§ **QUESTIONS ON THE MATERIAL**
1: From the fomite article, extract the passage from "Basically, a fomite" to "longer, he said.".
2: Using the fomite article, explain in one to three sentences why a cellphone counts as a fomite.

Right now there’s a good chance that if you’re reading this, you’re reading it using a fomite.
What, pray tell, is a fomite?
Basically, a fomite is an inanimate object that can harbor germs (re: disease agents). Fomites can be just about anything: clothing, towels, books, toys, a faucet, a door handle, a computer keyboard, a copier button, an ink pen, and, yes, even a cellphone.
Fomites can then transmit diseases when you touch them, said Dr. Saghana Chakrabortty with Bon Secours’ Town Center Medical Associates in Virginia Beach.
“A fomite may harbor germs from the skin, oral or nasal secretions, feces, urine, vomit, other body fluids and/or blood of a person or an animal,” Chakrabortty said. “These germs may survive for hours to weeks or months, depending on the type of organism and the environment of the fomite.”
Moisture and organic material in the fomite will help the germs survive even longer, he said.
Everyone knows that colds and influenza are spread via the respiratory system, when a person coughs or sneezes. The droplets are released into the air and sometimes onto a surface – or onto an inanimate object that lots of people touch or use.
Besides the cold and flu viruses, other nasty things can end up on a fomite. Things like E.coli, conjunctivitis, impetigo, meningitis, and more.
“Avoiding contact with any inanimate object that may have come into contact with disease-causing germs is probably the best way to avoid getting sick from a fomite. However, that is a difficult task,” he said.

§ **RECORD EXCERPTS**
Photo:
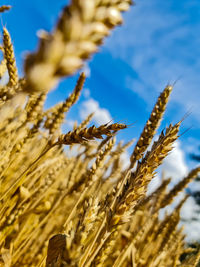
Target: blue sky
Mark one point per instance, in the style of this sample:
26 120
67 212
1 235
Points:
158 43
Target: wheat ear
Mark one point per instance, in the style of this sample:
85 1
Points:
79 31
151 126
57 117
10 58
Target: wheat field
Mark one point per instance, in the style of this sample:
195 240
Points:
82 209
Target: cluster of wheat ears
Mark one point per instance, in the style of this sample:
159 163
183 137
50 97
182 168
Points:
80 209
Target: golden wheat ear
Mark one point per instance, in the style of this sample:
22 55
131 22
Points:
10 58
151 126
80 30
4 8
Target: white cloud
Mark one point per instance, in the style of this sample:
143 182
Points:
86 93
174 164
157 43
101 115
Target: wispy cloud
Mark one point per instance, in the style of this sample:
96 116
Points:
101 115
162 45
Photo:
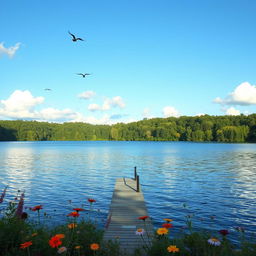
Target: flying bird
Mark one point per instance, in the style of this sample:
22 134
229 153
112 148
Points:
74 39
81 74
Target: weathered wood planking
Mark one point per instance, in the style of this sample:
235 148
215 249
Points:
126 206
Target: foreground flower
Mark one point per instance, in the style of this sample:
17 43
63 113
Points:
94 247
62 249
19 210
143 218
167 225
3 195
224 232
55 242
72 225
60 236
162 231
168 220
173 248
79 209
140 231
74 214
214 241
25 245
37 208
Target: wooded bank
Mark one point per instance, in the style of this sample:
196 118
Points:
201 129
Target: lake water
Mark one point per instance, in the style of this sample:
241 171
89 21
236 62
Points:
211 179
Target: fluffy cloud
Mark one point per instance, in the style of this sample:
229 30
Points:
86 95
232 112
114 102
53 114
244 94
108 104
9 51
20 101
22 104
94 107
170 111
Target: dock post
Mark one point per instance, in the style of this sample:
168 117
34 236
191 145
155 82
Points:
138 183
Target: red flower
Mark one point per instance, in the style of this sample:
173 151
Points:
79 209
143 218
74 214
37 208
167 225
55 241
25 245
223 232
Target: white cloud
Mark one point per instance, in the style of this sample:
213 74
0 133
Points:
86 95
244 94
232 112
170 111
116 101
9 51
94 107
54 114
23 105
108 104
21 101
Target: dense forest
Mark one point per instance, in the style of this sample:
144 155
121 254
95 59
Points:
185 128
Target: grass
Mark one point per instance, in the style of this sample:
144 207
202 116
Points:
25 236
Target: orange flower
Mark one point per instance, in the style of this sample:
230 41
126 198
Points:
167 225
173 248
25 245
37 208
78 209
95 247
62 249
72 225
60 236
162 231
74 214
143 218
55 242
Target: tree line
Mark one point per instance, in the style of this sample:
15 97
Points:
185 128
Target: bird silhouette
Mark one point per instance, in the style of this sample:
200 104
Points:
83 75
74 39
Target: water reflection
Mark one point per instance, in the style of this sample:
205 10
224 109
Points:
209 178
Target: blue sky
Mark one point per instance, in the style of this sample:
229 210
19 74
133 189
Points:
146 59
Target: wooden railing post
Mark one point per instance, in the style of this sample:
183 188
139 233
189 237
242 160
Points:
138 183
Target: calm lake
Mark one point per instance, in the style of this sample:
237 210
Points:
211 179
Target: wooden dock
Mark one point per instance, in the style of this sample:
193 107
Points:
127 206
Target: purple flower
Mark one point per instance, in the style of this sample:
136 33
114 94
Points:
3 195
19 210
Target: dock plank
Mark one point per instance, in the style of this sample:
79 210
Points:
127 205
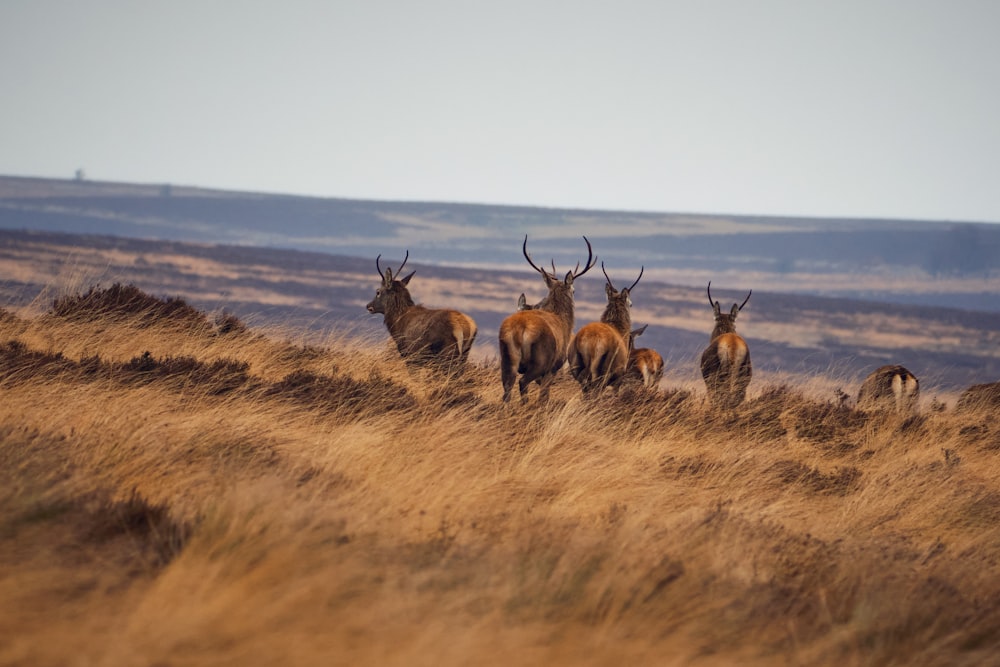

§ **ANSWERS PROVIDED**
1:
Basically, a fomite is an inanimate object that can harbor germs (re: disease agents). Fomites can be just about anything: clothing, towels, books, toys, a faucet, a door handle, a computer keyboard, a copier button, an ink pen, and, yes, even a cellphone.
Fomites can then transmit diseases when you touch them, said Dr. Saghana Chakrabortty with Bon Secours’ Town Center Medical Associates in Virginia Beach.
“A fomite may harbor germs from the skin, oral or nasal secretions, feces, urine, vomit, other body fluids and/or blood of a person or an animal,” Chakrabortty said. “These germs may survive for hours to weeks or months, depending on the type of organism and the environment of the fomite.”
Moisture and organic material in the fomite will help the germs survive even longer, he said.

2: A fomite is an inanimate object that can harbor germs, and a cellphone is such an object. Like other fomites, it can then transmit diseases when someone touches it.